## Problem
Format the items below as a numbered list, omitting blank lines and leaving the pictures out.

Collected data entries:
* * *

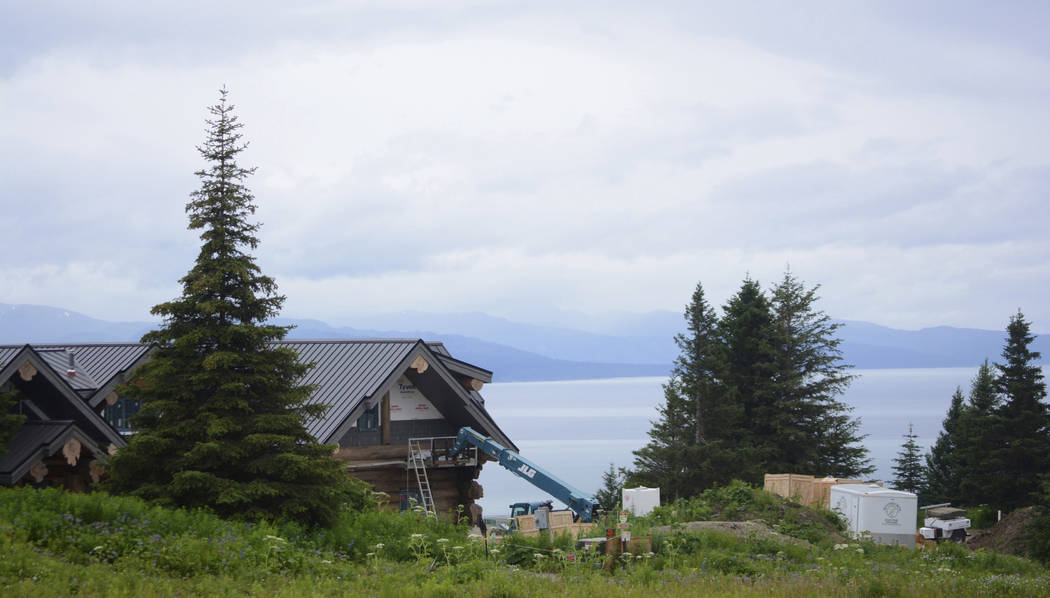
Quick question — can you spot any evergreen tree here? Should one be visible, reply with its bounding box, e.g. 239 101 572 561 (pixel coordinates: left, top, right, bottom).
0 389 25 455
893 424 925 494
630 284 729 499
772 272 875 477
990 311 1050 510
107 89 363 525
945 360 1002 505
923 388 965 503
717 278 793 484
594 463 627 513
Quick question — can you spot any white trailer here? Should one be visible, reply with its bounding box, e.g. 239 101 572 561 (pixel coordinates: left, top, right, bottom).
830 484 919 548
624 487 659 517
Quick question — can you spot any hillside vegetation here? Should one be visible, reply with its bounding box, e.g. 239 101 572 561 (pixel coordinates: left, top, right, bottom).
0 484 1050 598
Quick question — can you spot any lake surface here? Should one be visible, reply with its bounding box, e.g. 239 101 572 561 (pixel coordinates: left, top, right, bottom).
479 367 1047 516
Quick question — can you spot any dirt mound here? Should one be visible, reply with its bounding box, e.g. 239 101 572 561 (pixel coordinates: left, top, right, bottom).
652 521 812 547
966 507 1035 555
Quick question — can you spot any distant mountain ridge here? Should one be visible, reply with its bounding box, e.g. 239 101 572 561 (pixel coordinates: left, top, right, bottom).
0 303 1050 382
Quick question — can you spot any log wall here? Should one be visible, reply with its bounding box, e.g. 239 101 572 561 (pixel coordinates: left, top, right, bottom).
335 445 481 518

* * *

## Full output
1. Quick question — can you spot any evergreen tree here? Should one be visible, reply with its bounding box, e.g. 239 101 572 561 (pixel coordinates: left, top, right, bottom).
2. 0 389 25 455
3. 893 424 925 494
4. 630 284 729 499
5. 772 272 875 477
6. 990 311 1050 510
7. 107 89 363 525
8. 945 360 1002 505
9. 923 388 965 503
10. 717 278 793 484
11. 594 463 627 513
12. Quick question — can you spot any white trailer here? Should one be visible, reply with its bounding box, e.g. 239 101 572 561 (pixel coordinates: left, top, right, bottom).
13. 830 484 919 548
14. 624 487 659 517
15. Quick question — can you spot any hillside vegetation here? Should one be visible, reply with its bounding box, e.g. 239 101 572 561 (pixel coordinates: left, top, right, bottom).
16. 0 484 1050 598
17. Quick question — can you spot any lake surface here? Should one be visible, reply with its bounding box, e.g. 239 101 572 561 (pixel coordinates: left, top, right, bottom).
18. 479 367 1047 516
19. Quick question — can you spot any dirt mound here? Should one be visible, reply with its bounding box, e.g. 239 101 572 561 (pixel coordinates: left, top, right, bottom).
20. 652 521 812 547
21. 966 507 1035 555
22. Quick question — can you spot any distant mountain ridge here? Should one be visible, reply with its bounding box, e.g. 239 101 572 561 (pixel coordinates: left, top, right, bottom).
23. 0 303 1050 382
24. Quick question — can you spot any log wall here? Should one be visible, reply with its bounding box, e.g. 239 101 572 561 (pixel coordinates: left, top, right, bottom).
25. 335 445 481 518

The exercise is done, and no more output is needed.